*** Opening MATERIAL FOR THIS TASK ***

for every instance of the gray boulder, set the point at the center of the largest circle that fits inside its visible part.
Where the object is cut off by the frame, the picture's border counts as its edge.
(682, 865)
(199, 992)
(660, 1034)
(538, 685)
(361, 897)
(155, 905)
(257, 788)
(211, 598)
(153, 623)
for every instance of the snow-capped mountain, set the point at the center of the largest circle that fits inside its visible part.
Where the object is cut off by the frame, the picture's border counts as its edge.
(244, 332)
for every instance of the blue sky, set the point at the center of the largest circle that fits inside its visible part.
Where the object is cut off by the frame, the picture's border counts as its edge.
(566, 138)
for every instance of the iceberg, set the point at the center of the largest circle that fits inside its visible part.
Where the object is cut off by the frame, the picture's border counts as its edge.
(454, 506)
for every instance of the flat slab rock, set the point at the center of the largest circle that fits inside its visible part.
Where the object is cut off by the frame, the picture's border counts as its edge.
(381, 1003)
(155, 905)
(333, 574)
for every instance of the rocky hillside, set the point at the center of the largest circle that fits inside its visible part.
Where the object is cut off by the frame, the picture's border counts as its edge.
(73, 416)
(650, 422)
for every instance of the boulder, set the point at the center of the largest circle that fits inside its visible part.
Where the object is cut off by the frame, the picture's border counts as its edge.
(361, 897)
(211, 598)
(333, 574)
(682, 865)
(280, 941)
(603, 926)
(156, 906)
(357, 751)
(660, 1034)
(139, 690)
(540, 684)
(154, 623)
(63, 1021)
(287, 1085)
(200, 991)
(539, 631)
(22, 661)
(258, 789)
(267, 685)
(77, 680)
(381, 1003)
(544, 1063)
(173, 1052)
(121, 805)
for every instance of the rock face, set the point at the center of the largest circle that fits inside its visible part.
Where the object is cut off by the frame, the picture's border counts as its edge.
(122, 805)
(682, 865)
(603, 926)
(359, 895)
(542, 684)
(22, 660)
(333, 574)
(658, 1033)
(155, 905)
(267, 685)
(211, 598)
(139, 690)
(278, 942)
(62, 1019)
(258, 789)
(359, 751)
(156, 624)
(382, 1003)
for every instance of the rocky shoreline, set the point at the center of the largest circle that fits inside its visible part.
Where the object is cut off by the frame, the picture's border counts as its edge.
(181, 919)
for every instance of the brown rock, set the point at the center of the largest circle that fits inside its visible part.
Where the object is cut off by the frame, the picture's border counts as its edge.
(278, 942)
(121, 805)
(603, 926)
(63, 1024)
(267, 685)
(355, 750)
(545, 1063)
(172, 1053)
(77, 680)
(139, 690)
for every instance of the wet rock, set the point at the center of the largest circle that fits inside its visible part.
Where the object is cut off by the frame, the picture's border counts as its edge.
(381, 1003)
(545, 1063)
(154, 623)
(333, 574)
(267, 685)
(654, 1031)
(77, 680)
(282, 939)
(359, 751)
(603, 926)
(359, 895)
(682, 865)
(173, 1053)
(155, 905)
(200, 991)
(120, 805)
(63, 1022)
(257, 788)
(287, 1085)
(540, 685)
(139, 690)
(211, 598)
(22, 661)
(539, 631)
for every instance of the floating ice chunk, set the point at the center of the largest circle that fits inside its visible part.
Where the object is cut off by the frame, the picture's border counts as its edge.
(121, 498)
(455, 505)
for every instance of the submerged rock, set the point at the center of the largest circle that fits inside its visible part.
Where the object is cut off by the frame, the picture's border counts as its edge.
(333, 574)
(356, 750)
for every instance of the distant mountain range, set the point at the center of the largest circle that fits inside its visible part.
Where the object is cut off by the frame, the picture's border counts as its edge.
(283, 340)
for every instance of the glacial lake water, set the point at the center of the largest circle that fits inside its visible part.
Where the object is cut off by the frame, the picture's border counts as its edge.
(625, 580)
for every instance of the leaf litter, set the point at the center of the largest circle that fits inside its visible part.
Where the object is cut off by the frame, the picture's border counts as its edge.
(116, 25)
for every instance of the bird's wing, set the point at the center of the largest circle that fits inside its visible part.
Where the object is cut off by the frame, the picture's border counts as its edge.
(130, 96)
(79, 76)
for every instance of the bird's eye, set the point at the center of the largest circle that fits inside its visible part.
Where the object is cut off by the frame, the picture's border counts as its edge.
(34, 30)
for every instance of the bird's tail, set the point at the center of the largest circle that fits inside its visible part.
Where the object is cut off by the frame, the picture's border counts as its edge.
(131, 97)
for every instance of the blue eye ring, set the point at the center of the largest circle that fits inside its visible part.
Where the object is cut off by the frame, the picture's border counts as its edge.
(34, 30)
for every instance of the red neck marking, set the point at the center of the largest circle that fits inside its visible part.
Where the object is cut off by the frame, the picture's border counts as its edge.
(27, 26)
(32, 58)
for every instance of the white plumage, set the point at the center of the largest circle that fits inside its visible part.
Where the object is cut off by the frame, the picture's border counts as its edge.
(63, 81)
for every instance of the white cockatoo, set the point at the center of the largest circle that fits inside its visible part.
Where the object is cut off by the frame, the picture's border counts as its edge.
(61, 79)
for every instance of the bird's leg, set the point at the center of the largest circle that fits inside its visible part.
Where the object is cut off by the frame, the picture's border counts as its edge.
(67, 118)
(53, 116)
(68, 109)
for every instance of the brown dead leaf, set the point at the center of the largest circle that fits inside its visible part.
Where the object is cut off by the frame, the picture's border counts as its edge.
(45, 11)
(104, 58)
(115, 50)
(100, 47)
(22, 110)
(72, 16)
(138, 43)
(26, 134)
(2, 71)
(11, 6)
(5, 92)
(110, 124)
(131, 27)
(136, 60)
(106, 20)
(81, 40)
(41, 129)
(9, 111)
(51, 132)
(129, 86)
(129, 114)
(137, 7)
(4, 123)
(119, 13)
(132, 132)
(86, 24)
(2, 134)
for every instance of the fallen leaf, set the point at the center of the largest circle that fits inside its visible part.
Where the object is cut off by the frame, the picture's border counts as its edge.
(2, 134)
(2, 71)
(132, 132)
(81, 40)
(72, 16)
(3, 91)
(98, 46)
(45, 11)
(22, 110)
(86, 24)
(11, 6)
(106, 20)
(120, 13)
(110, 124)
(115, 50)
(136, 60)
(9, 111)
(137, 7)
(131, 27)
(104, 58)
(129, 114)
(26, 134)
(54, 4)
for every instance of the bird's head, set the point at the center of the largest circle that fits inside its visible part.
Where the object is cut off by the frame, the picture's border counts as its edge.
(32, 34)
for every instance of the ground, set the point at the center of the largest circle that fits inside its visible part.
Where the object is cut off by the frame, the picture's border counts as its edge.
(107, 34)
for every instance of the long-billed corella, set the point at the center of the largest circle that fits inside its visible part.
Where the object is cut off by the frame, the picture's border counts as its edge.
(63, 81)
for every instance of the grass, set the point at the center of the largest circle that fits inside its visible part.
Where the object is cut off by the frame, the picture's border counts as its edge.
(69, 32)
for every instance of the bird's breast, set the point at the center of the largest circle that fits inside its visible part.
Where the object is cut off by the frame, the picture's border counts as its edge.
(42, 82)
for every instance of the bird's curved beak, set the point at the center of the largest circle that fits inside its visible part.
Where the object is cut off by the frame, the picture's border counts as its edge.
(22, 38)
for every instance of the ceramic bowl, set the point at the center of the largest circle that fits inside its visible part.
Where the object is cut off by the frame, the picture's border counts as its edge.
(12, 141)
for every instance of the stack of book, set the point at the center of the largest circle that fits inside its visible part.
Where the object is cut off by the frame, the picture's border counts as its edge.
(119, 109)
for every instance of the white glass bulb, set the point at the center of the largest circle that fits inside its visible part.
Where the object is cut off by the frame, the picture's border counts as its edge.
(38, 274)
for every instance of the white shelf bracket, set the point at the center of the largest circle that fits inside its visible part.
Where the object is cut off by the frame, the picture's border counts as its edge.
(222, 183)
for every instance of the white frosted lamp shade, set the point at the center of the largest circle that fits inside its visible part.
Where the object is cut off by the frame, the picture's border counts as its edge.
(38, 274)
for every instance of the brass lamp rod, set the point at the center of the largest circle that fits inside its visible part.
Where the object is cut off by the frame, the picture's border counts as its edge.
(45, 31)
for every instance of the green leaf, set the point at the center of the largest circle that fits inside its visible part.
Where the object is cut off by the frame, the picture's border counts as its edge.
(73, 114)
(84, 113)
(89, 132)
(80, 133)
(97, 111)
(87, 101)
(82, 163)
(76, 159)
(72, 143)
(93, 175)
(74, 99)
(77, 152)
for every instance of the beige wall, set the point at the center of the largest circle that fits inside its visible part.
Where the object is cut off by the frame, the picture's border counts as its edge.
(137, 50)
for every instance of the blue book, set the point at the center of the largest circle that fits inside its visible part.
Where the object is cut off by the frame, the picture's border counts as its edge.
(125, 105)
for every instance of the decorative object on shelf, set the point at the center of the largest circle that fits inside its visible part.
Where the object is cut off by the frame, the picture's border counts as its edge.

*** Closing MATERIAL FOR THIS TASK ***

ACTION ITEM: Reproduce the lines above, beginning at the line with "for every instance of the glacial" and stopping after the line with "for every instance of the bird's tail, set", exactly as they are.

RESULT FOR THIS EXERCISE:
for every instance of the glacial lake water, set the point at the center of the largest circle that fits inside its visible part.
Where the object is cut off by the frame, the picture's border counts as its edge.
(625, 580)
for every instance of the leaf litter, set the point at the center of the largest circle that fits inside its visible part.
Where the object is cut off by the frame, the picture's border counts as its edge.
(116, 25)
for every instance of the bird's wing, set the point at the center of the largest circle that fits inside its visible part.
Where the object is cut off by the frame, the picture's border counts as its edge.
(130, 96)
(79, 76)
for every instance of the bird's eye, set the point at the center of the largest circle that fits inside its visible part.
Where the object is cut off by the frame, the picture's border counts as its edge.
(34, 30)
for every instance of the bird's tail, set the point at the center of the largest circle that fits inside its visible part.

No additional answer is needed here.